== ARTIGO ==
┌──

Todavia, poucos autores terão enfrentado monograficamente e programaticamente o tema de uma "metafísica do sentimento" com contornos tão originais e radicais quanto Renaud Barbaras. Tal sucede no quadro de uma reflexão que não cessa de renovar-se e aprofundar-se na afirmação do seu rigor e originalidade. O que começara, essencialmente, com uma análise fenomenológica do "a priori correlacional", quer dizer, da estrutura a priori da relação intencional entre a consciência e o objeto por ela visado, elaborada a partir de Husserl, Merleau-Ponty e Patočka, desenvolve-se agora sob as formas conjuntas de uma cosmologia e de uma metafísica, ou porque não dizê-lo, de uma ontologia cosmológica.

Em Métaphysique du sentiment, Barbaras (2016) prossegue na apreensão do "sentido do ser do sujeito", a partir do mundo enquanto "processo" ou "physis", para desenvolver uma analítica do sentimento de alcance metafísico, enquanto abertura a esse mesmo mundo. A obra releva da natural audácia do pensador consequente na prossecução inspirada e meticulosa das suas intuições, pelo que ela não se compreenderá cabalmente se não for situada no contexto da evolução interna do pensamento do autor. No que respeita a este ponto, Barbaras revela uma grande generosidade para com os seus leitores neófitos. Na introdução, e em toda a primeira parte, guia-nos, límpido na profundidade, claro na densidade e destro na sinuosidade, para restituir os passos essenciais do seu percurso, onde reconhecemos algumas das propostas fundamentais já presentes em Introduction à une phénoménologie de la vie (Barbaras, 2008), La vie lacunaire (Barbaras, 2011) ou Dynamique de la manifestation (Barbaras, 2013), entre outros textos. Usando uma metáfora musical, talvez possamos dizer que o "sentimento" constituiu-se, no desenvolvimento melódico desta filosofia, como que um tema modulante que explora o primeiro harmónico da fundamental, a saber, a tónica do Desejo.

└──

== DADOS BRUTOS ==
┌──

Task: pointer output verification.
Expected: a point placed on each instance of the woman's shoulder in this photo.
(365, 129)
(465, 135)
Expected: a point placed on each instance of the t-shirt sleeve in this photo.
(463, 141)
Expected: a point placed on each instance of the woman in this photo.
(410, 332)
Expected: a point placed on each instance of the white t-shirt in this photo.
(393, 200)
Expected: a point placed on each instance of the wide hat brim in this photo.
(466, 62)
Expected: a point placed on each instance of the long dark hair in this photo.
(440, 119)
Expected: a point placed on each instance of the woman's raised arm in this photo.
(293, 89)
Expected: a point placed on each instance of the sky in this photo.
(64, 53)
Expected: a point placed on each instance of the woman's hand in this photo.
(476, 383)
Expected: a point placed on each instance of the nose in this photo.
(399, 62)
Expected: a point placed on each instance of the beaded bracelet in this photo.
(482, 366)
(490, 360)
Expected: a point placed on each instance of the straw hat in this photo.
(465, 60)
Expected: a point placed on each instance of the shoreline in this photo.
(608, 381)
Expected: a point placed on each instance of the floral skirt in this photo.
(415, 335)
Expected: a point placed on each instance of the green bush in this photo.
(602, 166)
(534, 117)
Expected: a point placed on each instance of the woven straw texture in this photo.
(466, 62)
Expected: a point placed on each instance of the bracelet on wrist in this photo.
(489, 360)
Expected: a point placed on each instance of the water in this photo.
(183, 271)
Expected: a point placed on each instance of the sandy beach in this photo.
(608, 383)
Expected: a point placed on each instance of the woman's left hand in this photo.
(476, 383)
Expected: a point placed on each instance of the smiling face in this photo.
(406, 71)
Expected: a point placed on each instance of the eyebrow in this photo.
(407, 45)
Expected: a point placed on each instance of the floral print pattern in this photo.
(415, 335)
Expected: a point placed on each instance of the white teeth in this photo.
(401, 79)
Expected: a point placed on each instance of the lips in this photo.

└──

Por favor, cite literalmente o trecho do artigo sobre Barbaras que vai de "Todavia, poucos autores" até "uma ontologia cosmológica.". Não é preciso consultar os itens.

== RESOLUÇÃO DA TAREFA ==
Todavia, poucos autores terão enfrentado monograficamente e programaticamente o tema de uma "metafísica do sentimento" com contornos tão originais e radicais quanto Renaud Barbaras. Tal sucede no quadro de uma reflexão que não cessa de renovar-se e aprofundar-se na afirmação do seu rigor e originalidade. O que começara, essencialmente, com uma análise fenomenológica do "a priori correlacional", quer dizer, da estrutura a priori da relação intencional entre a consciência e o objeto por ela visado, elaborada a partir de Husserl, Merleau-Ponty e Patočka, desenvolve-se agora sob as formas conjuntas de uma cosmologia e de uma metafísica, ou porque não dizê-lo, de uma ontologia cosmológica.